**Region pointing data:**

━━━━━━━━━━━━━━━━

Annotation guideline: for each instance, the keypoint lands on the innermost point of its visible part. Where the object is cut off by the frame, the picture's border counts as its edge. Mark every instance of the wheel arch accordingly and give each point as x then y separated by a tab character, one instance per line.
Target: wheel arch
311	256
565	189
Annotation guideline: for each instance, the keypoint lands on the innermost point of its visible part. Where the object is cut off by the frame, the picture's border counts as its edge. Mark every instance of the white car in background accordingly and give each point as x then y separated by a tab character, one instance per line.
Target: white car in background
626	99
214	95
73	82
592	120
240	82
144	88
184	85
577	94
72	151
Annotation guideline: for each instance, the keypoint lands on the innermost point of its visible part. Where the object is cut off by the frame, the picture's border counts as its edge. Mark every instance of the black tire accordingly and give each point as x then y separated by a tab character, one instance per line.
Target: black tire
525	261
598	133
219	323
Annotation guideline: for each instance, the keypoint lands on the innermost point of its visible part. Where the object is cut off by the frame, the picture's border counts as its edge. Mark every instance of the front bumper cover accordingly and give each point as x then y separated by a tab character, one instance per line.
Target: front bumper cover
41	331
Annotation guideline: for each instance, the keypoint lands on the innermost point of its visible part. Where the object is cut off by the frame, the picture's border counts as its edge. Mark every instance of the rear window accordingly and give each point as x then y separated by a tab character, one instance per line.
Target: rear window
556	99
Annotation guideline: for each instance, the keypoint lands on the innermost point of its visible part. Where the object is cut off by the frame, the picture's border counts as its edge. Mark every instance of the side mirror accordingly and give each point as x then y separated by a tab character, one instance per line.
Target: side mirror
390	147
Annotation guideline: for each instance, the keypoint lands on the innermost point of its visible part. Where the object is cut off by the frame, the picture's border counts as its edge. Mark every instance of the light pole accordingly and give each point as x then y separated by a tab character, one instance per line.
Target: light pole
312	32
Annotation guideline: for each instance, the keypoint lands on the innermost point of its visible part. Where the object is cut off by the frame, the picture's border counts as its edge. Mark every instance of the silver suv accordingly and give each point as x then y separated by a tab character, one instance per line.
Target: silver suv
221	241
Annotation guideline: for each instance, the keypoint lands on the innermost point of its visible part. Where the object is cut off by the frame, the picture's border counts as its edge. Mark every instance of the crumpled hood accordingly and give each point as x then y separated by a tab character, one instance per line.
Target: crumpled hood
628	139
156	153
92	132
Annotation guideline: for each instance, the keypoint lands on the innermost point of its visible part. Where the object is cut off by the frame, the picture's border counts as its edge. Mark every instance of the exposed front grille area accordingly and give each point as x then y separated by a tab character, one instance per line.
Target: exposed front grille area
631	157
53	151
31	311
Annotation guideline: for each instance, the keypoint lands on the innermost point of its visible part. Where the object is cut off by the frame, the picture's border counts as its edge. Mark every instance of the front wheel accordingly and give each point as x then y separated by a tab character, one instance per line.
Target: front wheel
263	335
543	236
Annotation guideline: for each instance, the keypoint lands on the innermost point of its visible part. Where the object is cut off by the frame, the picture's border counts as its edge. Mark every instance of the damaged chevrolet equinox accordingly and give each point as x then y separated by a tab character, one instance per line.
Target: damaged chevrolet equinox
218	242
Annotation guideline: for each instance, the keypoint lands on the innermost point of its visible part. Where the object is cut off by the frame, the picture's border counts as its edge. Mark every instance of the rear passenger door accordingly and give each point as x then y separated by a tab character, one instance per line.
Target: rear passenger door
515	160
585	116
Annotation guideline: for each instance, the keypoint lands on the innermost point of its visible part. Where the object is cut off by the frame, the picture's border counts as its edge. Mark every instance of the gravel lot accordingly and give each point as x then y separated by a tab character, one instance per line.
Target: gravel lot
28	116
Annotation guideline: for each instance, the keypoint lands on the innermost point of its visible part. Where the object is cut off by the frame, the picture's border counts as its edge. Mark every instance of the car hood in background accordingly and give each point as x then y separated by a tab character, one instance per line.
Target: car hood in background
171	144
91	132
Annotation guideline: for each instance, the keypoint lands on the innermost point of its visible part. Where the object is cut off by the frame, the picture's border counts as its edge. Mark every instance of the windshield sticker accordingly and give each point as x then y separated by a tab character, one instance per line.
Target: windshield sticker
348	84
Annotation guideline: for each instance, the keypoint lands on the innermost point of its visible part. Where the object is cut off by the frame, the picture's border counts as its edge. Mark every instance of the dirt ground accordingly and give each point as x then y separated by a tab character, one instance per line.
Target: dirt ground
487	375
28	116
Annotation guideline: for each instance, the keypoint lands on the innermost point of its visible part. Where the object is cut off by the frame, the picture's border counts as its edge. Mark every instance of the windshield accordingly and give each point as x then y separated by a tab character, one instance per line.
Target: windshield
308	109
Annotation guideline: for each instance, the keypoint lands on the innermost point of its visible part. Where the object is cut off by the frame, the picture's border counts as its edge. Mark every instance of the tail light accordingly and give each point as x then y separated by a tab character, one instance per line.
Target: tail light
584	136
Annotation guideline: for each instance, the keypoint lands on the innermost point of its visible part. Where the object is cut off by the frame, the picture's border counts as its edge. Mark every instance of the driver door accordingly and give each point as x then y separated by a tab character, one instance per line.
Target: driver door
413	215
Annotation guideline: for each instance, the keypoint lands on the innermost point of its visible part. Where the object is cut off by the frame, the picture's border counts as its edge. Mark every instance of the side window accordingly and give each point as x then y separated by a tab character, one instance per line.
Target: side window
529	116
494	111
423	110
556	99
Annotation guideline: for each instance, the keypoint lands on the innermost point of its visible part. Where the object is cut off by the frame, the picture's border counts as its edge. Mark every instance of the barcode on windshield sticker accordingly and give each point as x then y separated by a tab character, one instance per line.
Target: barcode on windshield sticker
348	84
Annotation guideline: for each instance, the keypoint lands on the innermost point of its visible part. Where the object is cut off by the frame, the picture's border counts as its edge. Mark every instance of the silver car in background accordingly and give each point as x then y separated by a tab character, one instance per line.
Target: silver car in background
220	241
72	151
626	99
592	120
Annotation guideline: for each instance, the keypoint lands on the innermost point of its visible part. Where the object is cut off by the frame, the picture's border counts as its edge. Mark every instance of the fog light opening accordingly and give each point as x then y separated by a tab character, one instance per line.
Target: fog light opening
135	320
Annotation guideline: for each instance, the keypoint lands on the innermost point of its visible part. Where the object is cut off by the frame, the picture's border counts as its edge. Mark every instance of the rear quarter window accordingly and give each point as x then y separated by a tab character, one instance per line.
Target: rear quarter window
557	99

━━━━━━━━━━━━━━━━

**BRIEF:**
Only the lines from the one containing "Target: silver car in background" through the final line of the data belong in the answer, repeated exactly.

**ANSWER TO THE EXERCISE:**
Target: silver car in background
220	241
72	151
626	99
592	120
Annotation guideline: for each instance, the keypoint lands on the innermost point of its visible part. Where the object is cut off by the frame, the picture's border counts as its edge. Mark every instance of the fog light opening accordingly and give each point as x then y separated by a tab character, one instance per line.
Target: fog light opening
135	320
Annotation guideline: for each instance, the keypoint lands on the innermost point of its visible part. Where the object is cut off by the frame, the picture's border counts as its edge. Mark every instance of the rear quarter window accordingly and give each point as x then y separated by a tab character, one instance per line.
Target: rear quarter window
557	99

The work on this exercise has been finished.